Text »
MEXICO CITY — Often during the 94 hours that he was buried under twisted steel and concrete, Juan Jose Hernandez Cruz considered suicide.
The 23-year-old medical intern was separated from a patient, one of his own, by a cement post in the collapsed Benito Juarez Hospital. In the blackness, they could not see, nor in the rubble move. But they could talk and try to comfort each other.
"We said that we had to have faith in God, that it wouldn't be long before they would rescue us," Hernandez said.
His story and dozens of others tell of successful races against time.
Rescuers still worked feverishly Tuesday to find survivors from Mexico City's earthquakes. But as the rescue efforts moved toward their seventh day, the odds of finding other survivors continued to fade.
Health authorities estimated that healthy adults might survive without water or food as long as eight days. Chances of survival for children and the elderly were judged even slimmer.
Hernandez lost track of time during the four days he was trapped. At first, when all he heard were the screams of others, he thought perhaps the whole city had fallen.
"I thought many times about suicide, but I didn't have anything to kill myself with," he said.
All Hernandez could find was a plastic glass, which he used to drink his urine, and a bar of soap, which he held up to his nose to mask the smell of death.
He reclined on top of a mangled hospital bed that lay atop a corpse. He occasionally slept, only to awaken to his nightmare.
Hernandez did not know exactly how long he had been buried when he heard the faint sounds of machinery excavating the debris. He and his patient partner screamed for help along with others beneath the fallen hospital. Several times the mechanical commotion seemed to approach nearer, then faded away.
"We said we would drink some beers together when we got out," Hernandez said. "He had a scalpel and was going to kill himself, but we gave each other strength."
Hernandez thought about his mother, wondered if she were alive and what it would be like to see her again.

Information supplied »
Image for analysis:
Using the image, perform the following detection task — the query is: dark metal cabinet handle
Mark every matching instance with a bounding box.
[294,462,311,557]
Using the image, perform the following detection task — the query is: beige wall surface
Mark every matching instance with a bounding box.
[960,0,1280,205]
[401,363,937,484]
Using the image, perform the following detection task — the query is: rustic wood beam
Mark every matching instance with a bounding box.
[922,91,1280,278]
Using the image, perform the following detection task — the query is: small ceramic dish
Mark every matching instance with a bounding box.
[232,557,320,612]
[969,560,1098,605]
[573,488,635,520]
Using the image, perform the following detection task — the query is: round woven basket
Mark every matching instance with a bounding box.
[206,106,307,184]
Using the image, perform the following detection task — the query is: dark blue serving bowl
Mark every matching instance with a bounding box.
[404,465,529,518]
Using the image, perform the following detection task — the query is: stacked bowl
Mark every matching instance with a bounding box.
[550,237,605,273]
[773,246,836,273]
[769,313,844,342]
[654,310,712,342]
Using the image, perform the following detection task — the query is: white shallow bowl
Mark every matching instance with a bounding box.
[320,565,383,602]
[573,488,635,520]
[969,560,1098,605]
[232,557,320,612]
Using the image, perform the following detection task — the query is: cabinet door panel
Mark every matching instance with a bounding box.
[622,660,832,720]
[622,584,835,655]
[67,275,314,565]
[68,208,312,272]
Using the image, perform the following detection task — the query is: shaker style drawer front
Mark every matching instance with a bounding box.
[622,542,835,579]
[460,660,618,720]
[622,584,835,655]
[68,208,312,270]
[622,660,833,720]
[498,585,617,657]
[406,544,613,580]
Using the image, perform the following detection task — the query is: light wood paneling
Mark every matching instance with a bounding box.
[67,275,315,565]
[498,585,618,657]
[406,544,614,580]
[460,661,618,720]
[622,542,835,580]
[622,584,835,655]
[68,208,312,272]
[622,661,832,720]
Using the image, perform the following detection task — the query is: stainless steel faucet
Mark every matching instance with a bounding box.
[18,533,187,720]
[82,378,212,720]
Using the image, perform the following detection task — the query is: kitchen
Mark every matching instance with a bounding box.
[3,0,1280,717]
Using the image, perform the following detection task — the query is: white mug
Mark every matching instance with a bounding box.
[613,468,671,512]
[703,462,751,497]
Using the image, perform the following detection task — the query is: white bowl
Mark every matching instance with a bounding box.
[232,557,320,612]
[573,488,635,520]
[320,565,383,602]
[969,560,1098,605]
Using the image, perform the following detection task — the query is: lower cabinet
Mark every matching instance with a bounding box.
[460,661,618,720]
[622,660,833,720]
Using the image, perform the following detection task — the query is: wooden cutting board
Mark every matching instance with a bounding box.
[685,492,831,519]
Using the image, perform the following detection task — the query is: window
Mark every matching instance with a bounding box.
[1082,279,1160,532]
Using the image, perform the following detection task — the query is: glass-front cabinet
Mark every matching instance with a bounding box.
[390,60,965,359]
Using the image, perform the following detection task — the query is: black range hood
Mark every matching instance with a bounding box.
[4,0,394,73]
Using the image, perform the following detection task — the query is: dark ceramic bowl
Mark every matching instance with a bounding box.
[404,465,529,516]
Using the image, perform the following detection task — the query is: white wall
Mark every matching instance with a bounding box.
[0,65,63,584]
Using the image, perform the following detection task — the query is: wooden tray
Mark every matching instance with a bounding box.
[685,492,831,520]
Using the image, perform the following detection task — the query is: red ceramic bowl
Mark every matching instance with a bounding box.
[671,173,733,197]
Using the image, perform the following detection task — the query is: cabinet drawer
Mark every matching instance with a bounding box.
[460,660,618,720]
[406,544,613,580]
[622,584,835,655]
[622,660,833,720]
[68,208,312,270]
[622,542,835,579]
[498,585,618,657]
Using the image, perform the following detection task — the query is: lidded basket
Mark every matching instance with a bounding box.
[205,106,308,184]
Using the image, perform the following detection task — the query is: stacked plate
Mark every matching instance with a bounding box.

Work instruction »
Please copy out the Mexico City earthquake article above word for word, in full.

Result »
MEXICO CITY — Often during the 94 hours that he was buried under twisted steel and concrete, Juan Jose Hernandez Cruz considered suicide.
The 23-year-old medical intern was separated from a patient, one of his own, by a cement post in the collapsed Benito Juarez Hospital. In the blackness, they could not see, nor in the rubble move. But they could talk and try to comfort each other.
"We said that we had to have faith in God, that it wouldn't be long before they would rescue us," Hernandez said.
His story and dozens of others tell of successful races against time.
Rescuers still worked feverishly Tuesday to find survivors from Mexico City's earthquakes. But as the rescue efforts moved toward their seventh day, the odds of finding other survivors continued to fade.
Health authorities estimated that healthy adults might survive without water or food as long as eight days. Chances of survival for children and the elderly were judged even slimmer.
Hernandez lost track of time during the four days he was trapped. At first, when all he heard were the screams of others, he thought perhaps the whole city had fallen.
"I thought many times about suicide, but I didn't have anything to kill myself with," he said.
All Hernandez could find was a plastic glass, which he used to drink his urine, and a bar of soap, which he held up to his nose to mask the smell of death.
He reclined on top of a mangled hospital bed that lay atop a corpse. He occasionally slept, only to awaken to his nightmare.
Hernandez did not know exactly how long he had been buried when he heard the faint sounds of machinery excavating the debris. He and his patient partner screamed for help along with others beneath the fallen hospital. Several times the mechanical commotion seemed to approach nearer, then faded away.
"We said we would drink some beers together when we got out," Hernandez said. "He had a scalpel and was going to kill himself, but we gave each other strength."
Hernandez thought about his mother, wondered if she were alive and what it would be like to see her again.